+++ Source passage

- 1.5 kilogram skinless, boneless, free-range chicken thighs
- flaky salt, to season
- black pepper, to season
- 2 cup red wine
- 6 baby white onions, outer skin removed
- 2 tablespoon olive oil
- 6 rashers streaky bacon
- 200 gram button mushrooms, quartered
- 1 cube chicken stock, dissolved in 1 cup water
- 1/4 cup italian parsley, chopped, plus extra for garnish
- parsnip mash (see below)
- 12 cos lettuce leaves
- 6 tablespoon dijon mustard
- 6 slice wholegrain bread, toasted
- 6 parsnips
- 2 cup milk
- 2 cup water
- 50 gram butter
- 1Season chicken thighs with salt and pepper and marinate in red wine for at least two hours in the fridge.
- 2Preheat the oven to 180ºC.
- 3Put the onions in a roasting tray with olive oil, salt and pepper and roast until tender (about 12 minutes).
- 4Heat a large ovenproof casserole dish and saute the bacon until the fat is rendered out.
- 5Remove the bacon and chop into large pieces. Remove the chicken thighs from the marinade, then brown in the casserole dish. Cook the chicken in batches to avoid stewing.
- 6Remove the chicken and saute mushrooms in the same dish for 2-3 minutes. Add the bacon, chicken, onions, red wine, stock and parsley.
- 7Cover and put in the oven for 20 minutes. Remove lid and cook for a further 25 minutes.
- 8Peel and roughly chop the parsnips. Put into a saucepan and cover with milk and water. Bring to the boil, reduce heat, and cook for 25 minutes.

++++++

Brief A:
Answer these questions using the chicken recipe:
(i) To what temperature is the oven preheated?
(ii) How many rashers of streaky bacon are listed?
(iii) After the heat is reduced, how long do the parsnips cook?
The recipe and the entries are unrelated material.

+++ Task data

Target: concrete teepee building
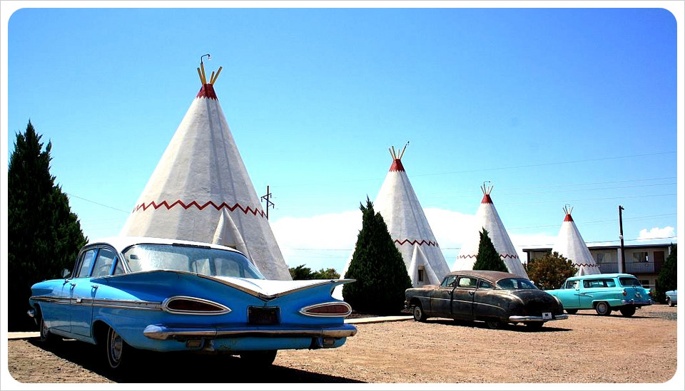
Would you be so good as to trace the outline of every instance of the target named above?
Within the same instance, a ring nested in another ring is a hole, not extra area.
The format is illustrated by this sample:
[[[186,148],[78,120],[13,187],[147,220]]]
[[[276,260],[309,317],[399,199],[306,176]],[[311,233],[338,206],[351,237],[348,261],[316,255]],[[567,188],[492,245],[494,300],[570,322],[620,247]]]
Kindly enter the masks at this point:
[[[578,227],[576,226],[576,223],[571,217],[572,211],[573,211],[572,207],[567,205],[564,207],[566,217],[564,218],[564,222],[562,223],[562,228],[559,230],[559,235],[554,241],[554,246],[552,248],[552,252],[556,251],[571,260],[578,268],[576,276],[599,274],[602,273],[599,271],[599,266],[592,258],[592,254],[585,244],[585,241],[580,236],[580,231],[578,231]]]
[[[402,165],[406,148],[405,145],[399,155],[394,147],[390,149],[392,163],[376,197],[374,209],[383,217],[390,237],[402,253],[412,286],[440,284],[450,267]],[[351,260],[350,256],[341,278]]]
[[[268,278],[290,274],[201,59],[202,87],[143,190],[121,235],[237,249]]]
[[[519,254],[516,252],[514,244],[509,239],[507,230],[504,229],[497,209],[494,208],[490,193],[493,186],[483,186],[480,188],[483,192],[483,199],[480,202],[480,207],[476,212],[475,224],[462,244],[462,249],[455,261],[452,270],[472,270],[478,256],[478,246],[480,244],[480,232],[484,228],[487,230],[488,236],[492,241],[495,249],[499,253],[499,257],[504,262],[509,273],[528,278],[528,274],[523,268],[523,264]]]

++++++

Brief B: Rewrite the entries from their first line up to and including the line with "Kindly enter the", renaming "instance" to "occurrence" and keeping everything else the same. Omit the pictures.

Full answer A:
(i) 180ºC
(ii) 6
(iii) 25 minutes

Full answer B:
Target: concrete teepee building
Would you be so good as to trace the outline of every occurrence of the target named above?
Within the same occurrence, a ring nested in another ring is a hole, not extra area.
The format is illustrated by this sample:
[[[186,148],[78,120],[13,187],[147,220]]]
[[[276,260],[309,317],[399,199],[306,176]],[[311,233],[338,206],[351,237],[348,261],[316,255]],[[567,188],[492,245],[494,300],[570,322],[620,247]]]
Kindly enter the masks at this point:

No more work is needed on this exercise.